Occasional blogging, mostly of the long-form variety.

Thursday, March 15, 2007

Beware the Ides of March!

(Cross-posted at The Blue Herald)


Caesar: Antonius!
Antony: Caesar.
Caesar: Let me have men about me that are fat;
Sleek-headed men and such as sleep o' nights.
Yond Cassius has a lean and hungry look;
He thinks too much: such men are dangerous.
Antony: Fear him not, Caesar, he's not dangerous;
He is a noble Roman, and well given.
Caesar: Would he were fatter!
— Julius Caesar, 1.2, 190-198, William Shakespeare

Bush’s men are both fat and still hungry. As corrupt as these men and women get, they are never satiated. But they’ve been choking these past few weeks. Our boy-emperor need not fear plots with daggers — but subpoenas are another matter.

Libby has been found guilty. The FBI’s abuse of the Patriot Act and their lies about their activities have been revealed. Alberto Gonzales has been laid bare as the fraud and liar he is. George W. Bush and Dick Cheney are testing the limits of how low an approval rating can go. And Karl Rove, who is still accusing the Democrats of playing dirty politics, is watching more and more of his dirty tricks being exposed.

● Information supplied

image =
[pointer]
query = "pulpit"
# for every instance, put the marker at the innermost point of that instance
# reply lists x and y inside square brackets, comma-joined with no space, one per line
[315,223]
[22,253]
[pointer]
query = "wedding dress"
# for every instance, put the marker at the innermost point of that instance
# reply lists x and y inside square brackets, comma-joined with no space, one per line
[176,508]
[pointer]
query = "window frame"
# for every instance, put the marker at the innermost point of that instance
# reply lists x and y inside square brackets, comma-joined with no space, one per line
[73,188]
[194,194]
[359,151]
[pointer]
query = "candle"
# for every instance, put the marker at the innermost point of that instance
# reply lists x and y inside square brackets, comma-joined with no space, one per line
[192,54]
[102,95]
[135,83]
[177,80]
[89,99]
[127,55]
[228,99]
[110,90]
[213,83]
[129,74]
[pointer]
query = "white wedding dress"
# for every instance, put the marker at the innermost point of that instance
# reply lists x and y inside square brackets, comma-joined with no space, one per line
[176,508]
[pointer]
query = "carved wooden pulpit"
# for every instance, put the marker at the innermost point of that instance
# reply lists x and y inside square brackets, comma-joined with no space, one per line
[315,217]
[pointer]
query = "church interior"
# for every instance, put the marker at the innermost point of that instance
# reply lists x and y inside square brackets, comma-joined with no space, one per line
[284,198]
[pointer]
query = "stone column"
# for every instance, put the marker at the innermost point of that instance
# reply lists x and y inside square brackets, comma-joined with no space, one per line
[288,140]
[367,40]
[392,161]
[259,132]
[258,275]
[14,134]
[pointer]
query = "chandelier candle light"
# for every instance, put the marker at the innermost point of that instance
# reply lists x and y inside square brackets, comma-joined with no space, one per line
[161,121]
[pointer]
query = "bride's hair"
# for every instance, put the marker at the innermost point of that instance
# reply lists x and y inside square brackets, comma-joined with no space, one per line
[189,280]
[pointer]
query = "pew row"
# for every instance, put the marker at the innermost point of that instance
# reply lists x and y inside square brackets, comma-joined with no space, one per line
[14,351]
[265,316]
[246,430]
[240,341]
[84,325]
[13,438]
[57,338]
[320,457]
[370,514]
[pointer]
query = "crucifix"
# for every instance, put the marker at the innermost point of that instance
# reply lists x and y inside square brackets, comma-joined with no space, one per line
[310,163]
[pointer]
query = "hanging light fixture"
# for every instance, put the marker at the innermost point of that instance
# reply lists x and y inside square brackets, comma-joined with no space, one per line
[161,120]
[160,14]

● Direction 1
In the blog post, where else was the piece cross-posted?
● Direction 2
Reproduce the blog post word for word between "Caesar: Would he" and "tricks being exposed.", inclusive.

● Solution 1
The Blue Herald

● Solution 2
Caesar: Would he were fatter!
— Julius Caesar, 1.2, 190-198, William Shakespeare

Bush’s men are both fat and still hungry. As corrupt as these men and women get, they are never satiated. But they’ve been choking these past few weeks. Our boy-emperor need not fear plots with daggers — but subpoenas are another matter.

Libby has been found guilty. The FBI’s abuse of the Patriot Act and their lies about their activities have been revealed. Alberto Gonzales has been laid bare as the fraud and liar he is. George W. Bush and Dick Cheney are testing the limits of how low an approval rating can go. And Karl Rove, who is still accusing the Democrats of playing dirty politics, is watching more and more of his dirty tricks being exposed.